> **Text segment**
* BEGIN *
Hyphenation: Difference between revisions

Revision as of 09:30, 24 August 2009

This page explains the Hyphenation of Indian Languages In openoffice and webpages.

What is Hyphenation

Hyphenation is the process inserting hyphens in between the syllables of a word so that when the text is justified, maximum space is utilized.

Hyphenation is an important feature that DTP software provide. For Indian languages there is no good DTP software available. XeTex is the only choice to work with Unicode and professional quality page layout. But xetex and DTP are not exactly same. Inkscape can be used as temporary solution. But only for small scale works. There is a project going on to add Harfbuzz back end to Scribus, the freedom-ware DTP package.

Hyphenation is also required in many other places. Actually it is required where ever we ‘justify’ a block of text in openoffice or any word processors. Same is the case of web-pages.

Openoffice can take hyphenation dictionaries just like spell checkers. But for Indian languages, we are yet to prepare hyphenation dictionaries(more on that later.) . CSS3 draft of w3c has a provision for hyphenate. But it is stil in draft stage

Algorithm For Hyphenation

The basic for all hyphenation algorithms is the hyphenation algorithm, designed by Frank Liang in 1983, which is adopted in TeX. Wikipedia artcle of TeX explain this with very simple example

If TeX must find the acceptable hyphenation positions in the word encyclopedia, for example, it will consider all the sub words of the extended word .encyclopedia., where . is a special marker to indicate the beginning or end of the word. The list of sub words include all the sub words of length 1 (., e, n, c, y, etc), of length 2 (.e, en, nc, etc), etc, up to the sub word of length 14, which is the word itself, including the markers. TeX will then look into its list of hyphenation patterns, and find sub-words for which it has calculated the desirability of hyphenation at each position. In the case of our word, 11 such patterns can be matched, namely 1c4l4, 1cy, 1d4i3a, 4edi, e3dia, 2i1a, ope5d, 2p2ed, 3pedi, pedia4, y1c. For each position in the word, TeX will calculate the maximum value obtained among all matching pattern, yielding en1cy1c4l4o3p4e5d4i3a4. Finally, the acceptable positions are those indicated by an odd number, yielding the acceptable hyphenations en-cy-clo-pe-di-a. This system based on sub-words allows the definition of very general patterns (such as 2i1a), with low indicative numbers (either odd or even), which can then be superseded by more specific patterns (such as 1d4i3a) if necessary. These patterns find about 90% of the hyphens in the original dictionary; more importantly, they do not insert any spurious hyphen. In addition, a list of exceptions (words for which the patterns do not predict the correct hyphenation) are included with the Plain TeX format; additional ones can be specified by the user.

For more details about the algorithm used in Openoffice read this paper by Nemeth Laszlo

Hyphenation in Indian languages.

Unlike English or any other languages, hyphenation in Indian languages are not that much complex. In general following are the rules

[consonant][vowel][consonant] can be hyphenated as [consonant][vowel] – [consonant] if vowel is not a virama or halant
Don't split a word after ZWJ
We can split a word after ZWNJ
plus any language specific rules. For eg: in ml_IN a line should not start with a chillu letter.
* END *
> **Problems to work on**
**A)** In the hyphenation page, who designed the hyphenation algorithm adopted in TeX, and in what year?
**B)** Output the part of the hyphenation page from "Hyphenation is also" to "case of web-pages." without any changes.

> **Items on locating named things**
* BEGIN *
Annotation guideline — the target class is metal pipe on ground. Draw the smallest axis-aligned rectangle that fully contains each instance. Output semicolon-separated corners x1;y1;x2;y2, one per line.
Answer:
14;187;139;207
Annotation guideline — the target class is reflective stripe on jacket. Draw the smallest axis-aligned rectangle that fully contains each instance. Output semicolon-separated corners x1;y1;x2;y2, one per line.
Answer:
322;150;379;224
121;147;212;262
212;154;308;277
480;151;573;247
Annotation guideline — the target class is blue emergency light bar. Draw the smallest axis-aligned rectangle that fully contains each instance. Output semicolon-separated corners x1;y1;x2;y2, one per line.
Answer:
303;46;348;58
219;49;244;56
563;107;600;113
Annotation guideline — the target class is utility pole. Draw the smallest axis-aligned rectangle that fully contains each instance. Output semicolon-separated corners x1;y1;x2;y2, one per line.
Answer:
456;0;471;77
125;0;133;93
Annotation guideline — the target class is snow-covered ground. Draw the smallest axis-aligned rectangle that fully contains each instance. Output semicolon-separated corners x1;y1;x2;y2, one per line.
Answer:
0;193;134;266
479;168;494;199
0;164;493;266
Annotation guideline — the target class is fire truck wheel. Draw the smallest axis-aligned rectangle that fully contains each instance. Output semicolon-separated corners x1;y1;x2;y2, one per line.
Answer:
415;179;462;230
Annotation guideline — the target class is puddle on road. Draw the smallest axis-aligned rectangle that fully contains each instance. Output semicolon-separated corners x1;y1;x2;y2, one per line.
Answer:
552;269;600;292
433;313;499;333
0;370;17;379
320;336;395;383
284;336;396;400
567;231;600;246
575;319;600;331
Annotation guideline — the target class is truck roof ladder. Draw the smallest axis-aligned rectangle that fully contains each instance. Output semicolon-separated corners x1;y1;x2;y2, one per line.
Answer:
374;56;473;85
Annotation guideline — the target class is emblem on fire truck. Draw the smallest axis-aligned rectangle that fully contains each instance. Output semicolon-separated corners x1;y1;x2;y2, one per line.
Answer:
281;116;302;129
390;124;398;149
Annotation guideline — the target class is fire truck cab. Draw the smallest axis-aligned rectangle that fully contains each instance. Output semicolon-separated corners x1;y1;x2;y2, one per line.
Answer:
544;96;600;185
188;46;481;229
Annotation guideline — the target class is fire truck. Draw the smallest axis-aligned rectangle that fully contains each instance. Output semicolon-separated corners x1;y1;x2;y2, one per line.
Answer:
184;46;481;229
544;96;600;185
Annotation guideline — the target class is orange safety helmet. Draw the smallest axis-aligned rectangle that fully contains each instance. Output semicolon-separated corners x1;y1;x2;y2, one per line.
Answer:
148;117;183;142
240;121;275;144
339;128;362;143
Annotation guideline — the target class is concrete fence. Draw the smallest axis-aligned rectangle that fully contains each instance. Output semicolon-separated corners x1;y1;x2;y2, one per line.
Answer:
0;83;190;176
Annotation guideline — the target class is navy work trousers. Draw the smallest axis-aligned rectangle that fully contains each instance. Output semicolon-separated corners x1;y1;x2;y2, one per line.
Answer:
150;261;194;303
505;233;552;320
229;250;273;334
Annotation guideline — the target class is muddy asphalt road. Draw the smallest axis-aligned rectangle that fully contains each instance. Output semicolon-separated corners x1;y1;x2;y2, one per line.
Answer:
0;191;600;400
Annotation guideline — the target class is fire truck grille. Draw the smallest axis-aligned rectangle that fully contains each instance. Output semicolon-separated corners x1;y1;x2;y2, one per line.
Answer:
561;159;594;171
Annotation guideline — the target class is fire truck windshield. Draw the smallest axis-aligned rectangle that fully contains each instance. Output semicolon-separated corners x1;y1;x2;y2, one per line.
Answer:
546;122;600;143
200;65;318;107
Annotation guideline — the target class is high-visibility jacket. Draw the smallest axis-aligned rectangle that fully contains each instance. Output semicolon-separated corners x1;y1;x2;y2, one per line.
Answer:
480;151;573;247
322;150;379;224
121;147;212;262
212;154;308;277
* END *
> **Expected responses**
**A)** Frank Liang designed it in 1983.

**B)**
Hyphenation is also required in many other places. Actually it is required where ever we ‘justify’ a block of text in openoffice or any word processors. Same is the case of web-pages.